::: Given data
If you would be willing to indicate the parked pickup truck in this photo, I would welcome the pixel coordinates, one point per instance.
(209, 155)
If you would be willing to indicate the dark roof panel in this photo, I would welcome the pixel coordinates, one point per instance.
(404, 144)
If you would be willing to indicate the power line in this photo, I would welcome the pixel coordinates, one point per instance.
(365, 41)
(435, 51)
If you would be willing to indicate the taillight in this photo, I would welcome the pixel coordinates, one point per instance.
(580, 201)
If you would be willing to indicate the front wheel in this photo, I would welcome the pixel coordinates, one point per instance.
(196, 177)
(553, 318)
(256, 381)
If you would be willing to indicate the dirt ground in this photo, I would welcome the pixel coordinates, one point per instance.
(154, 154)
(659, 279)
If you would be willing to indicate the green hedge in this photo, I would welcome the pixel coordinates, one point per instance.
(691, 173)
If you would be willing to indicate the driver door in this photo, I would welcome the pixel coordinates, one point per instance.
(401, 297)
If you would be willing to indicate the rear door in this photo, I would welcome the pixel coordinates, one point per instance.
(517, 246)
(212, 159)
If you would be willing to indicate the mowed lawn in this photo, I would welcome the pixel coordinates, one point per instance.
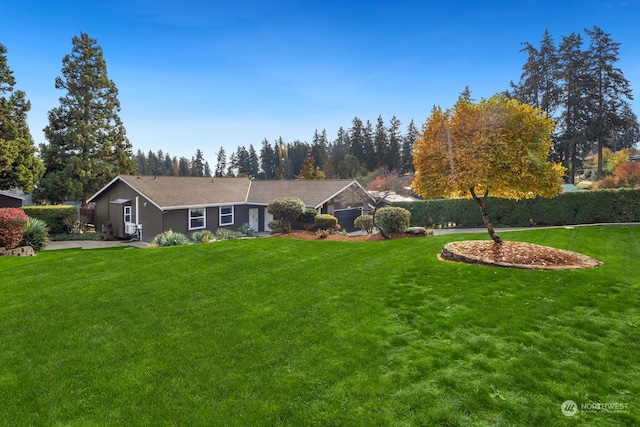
(284, 332)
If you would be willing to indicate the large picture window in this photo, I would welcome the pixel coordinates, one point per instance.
(226, 215)
(197, 218)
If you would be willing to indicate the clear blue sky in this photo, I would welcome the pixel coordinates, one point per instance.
(205, 74)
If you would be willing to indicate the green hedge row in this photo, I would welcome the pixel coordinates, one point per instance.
(580, 207)
(52, 215)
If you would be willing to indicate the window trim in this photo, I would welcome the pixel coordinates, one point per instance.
(221, 215)
(203, 217)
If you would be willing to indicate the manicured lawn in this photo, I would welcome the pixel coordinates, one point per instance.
(285, 332)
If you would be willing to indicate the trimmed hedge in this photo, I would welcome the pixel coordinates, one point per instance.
(579, 207)
(52, 215)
::::::
**Exercise goal:**
Your answer must be the records above, word for word, with every picture left out.

**Problem solution:**
If you would be willing to indicate the parked pickup truck in this photo, I would welcome the pixel coordinates, one point per instance.
(209, 155)
If you would be willing to indicate the dark roof panel in this photo, I would welcome the pixel coordinates, one point per instance.
(404, 144)
If you would be willing to indicate the power line in this photo, I would welcome the pixel coordinates, one point per instance.
(365, 41)
(435, 51)
If you would be willing to indicate the taillight in this photo, I would welcome the pixel coordinates, one point per instance.
(580, 201)
If you would be willing to indicate the front wheel in this photo, I would welcome the pixel coordinates, one point per instance.
(196, 177)
(553, 318)
(256, 381)
If you would be willing to indicate the dirt ground in this photo, I would welcome the pixel coordinates, one point per instance.
(154, 154)
(659, 279)
If you would be willing to indicate the green hedge in this photo, I would welcome the pixel coordinates, one point per instance.
(691, 173)
If you would be willing to indicate the driver door in this photo, I would welcome the pixel coordinates, one point per instance.
(401, 297)
If you would be willing to indicate the rear door in this photo, I would welcome the pixel coordinates, one point per instance.
(517, 246)
(212, 159)
If you would be willing to indicate the mowed lawn in this photo, I would welcome the pixel coordinates, one point per instance.
(284, 332)
If you would be willing to indicate the large picture window in this photo, I would welcome the pixel coordinates, one point per instance.
(226, 215)
(197, 218)
If you would be willing to indicate the clear blue sky in this photo, I would welcome the pixel coordinates, one point per instance.
(205, 74)
If you would be willing to indicate the green hedge row in this photo, I would welcome the pixel coordinates, one point per instance.
(580, 207)
(52, 215)
If you would be willing to indicate the window trim in this photo, I would welcome the pixel coordinates, one point per instance.
(221, 215)
(203, 217)
If you would be willing to indicate the manicured lawn in this photo, I would welcome the pixel coordinates, one point per instance.
(285, 332)
If you would be willing to indicate the trimmed hedge in this photo, I would welcome the pixel coordinates, one point per instance.
(579, 207)
(52, 215)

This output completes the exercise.